(Raw rows)

--- Start ---

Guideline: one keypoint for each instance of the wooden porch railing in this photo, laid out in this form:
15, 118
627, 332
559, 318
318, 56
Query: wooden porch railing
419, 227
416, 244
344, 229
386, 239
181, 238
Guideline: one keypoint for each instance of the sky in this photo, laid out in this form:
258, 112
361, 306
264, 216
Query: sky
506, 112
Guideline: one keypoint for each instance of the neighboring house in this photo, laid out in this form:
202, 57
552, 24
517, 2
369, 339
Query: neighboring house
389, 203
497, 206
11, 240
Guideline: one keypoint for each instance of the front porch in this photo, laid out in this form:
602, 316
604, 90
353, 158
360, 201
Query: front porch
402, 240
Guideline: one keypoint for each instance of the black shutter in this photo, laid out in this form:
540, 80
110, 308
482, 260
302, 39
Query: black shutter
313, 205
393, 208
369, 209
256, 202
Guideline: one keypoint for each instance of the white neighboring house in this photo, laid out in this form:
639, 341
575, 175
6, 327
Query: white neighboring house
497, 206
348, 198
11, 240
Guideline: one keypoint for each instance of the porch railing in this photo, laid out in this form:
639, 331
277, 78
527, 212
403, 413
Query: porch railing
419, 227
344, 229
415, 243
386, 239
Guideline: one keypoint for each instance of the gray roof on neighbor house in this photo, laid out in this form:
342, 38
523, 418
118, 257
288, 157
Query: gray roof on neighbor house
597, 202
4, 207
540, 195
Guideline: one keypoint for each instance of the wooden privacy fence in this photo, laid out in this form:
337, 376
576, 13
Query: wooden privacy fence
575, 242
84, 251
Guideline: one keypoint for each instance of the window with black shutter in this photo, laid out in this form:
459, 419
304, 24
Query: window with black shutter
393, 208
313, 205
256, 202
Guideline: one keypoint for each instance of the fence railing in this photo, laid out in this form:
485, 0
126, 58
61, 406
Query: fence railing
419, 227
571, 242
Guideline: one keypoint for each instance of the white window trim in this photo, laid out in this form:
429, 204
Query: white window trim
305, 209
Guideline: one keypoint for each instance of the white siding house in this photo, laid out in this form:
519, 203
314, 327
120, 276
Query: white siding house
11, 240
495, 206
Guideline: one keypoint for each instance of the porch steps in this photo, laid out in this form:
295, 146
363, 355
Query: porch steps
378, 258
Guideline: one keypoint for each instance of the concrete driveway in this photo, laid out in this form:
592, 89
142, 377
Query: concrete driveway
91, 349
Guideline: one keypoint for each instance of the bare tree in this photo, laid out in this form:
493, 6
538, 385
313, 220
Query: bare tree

--- End ---

# [CHALLENGE]
Copy every row above word for word, with nothing left out or changed.

# [WRITTEN ANSWER]
Guideline: one keypoint for each instance of the wooden porch railing in this photo, laid out in this form:
15, 118
627, 332
559, 318
318, 56
Query: wooden porch railing
419, 227
416, 244
344, 229
386, 239
181, 238
Guideline: one keypoint for each instance of the sky in this photo, laid out in this form:
258, 112
361, 306
264, 216
Query: sky
506, 112
Guideline: one keypoint for each instance of the neighboring house in this photo, laid out in this form:
202, 57
552, 24
517, 2
369, 339
Query: neighboring house
389, 203
497, 206
11, 240
Guideline: one keypoint for each instance of the front porch in this photo, laid out in this form:
602, 316
604, 90
353, 158
360, 201
Query: front porch
402, 240
Guideline: one keypoint for each instance of the black shutter in this photo, laid out in this form:
540, 80
110, 308
482, 260
302, 39
Query: black shutter
313, 205
393, 208
369, 209
256, 202
Guideline: one keypoint for each instance of the white neighboring house in this photo, laid out in this form:
639, 341
575, 175
6, 327
Query: white neighboring house
497, 206
348, 198
11, 240
Guideline: one keypoint for each instance of the porch railing in this photo, laid out in this form:
639, 331
277, 78
527, 212
403, 413
Query: porch railing
419, 227
344, 229
415, 243
386, 239
Guideline: one keypoint for each instance of the gray roof on neighbor house in this photo, laid out in this form:
342, 38
523, 418
118, 257
288, 157
Query: gray roof on neighbor house
597, 202
4, 207
540, 195
Guideline: one keypoint for each instance of the wooden privacy fence in this photo, laid out in this form:
337, 376
576, 13
Query: wooden privacy fence
575, 242
84, 251
Guideline: one keypoint for each instance of the window with black shutter in this photo, laid out in this form:
459, 419
304, 24
Query: window with black shutter
393, 208
313, 205
256, 202
Guideline: one keypoint for each instance of the fence railing in this photo, laid out in this form:
485, 0
126, 58
61, 406
Query: fence railing
419, 227
571, 242
Guideline: one keypoint for each instance of the white window trim in this photo, laid out in this form:
429, 204
Query: white window trim
305, 209
Guideline: one keypoint for each instance of the white siding house in this photo, laid out in this form:
519, 203
314, 327
120, 276
Query: white siding house
11, 240
495, 206
Guideline: one keypoint for each instance of the porch steps in this photo, laid out in this form:
295, 146
363, 355
Query: porch steps
378, 258
Guideline: one keypoint for each instance of the concrete driveway in this photo, laid out in this form:
592, 89
142, 377
Query: concrete driveway
91, 349
Guideline: one keypoint for each instance of the bare tree in this photo, laid out in this form:
493, 6
538, 385
313, 220
Query: bare tree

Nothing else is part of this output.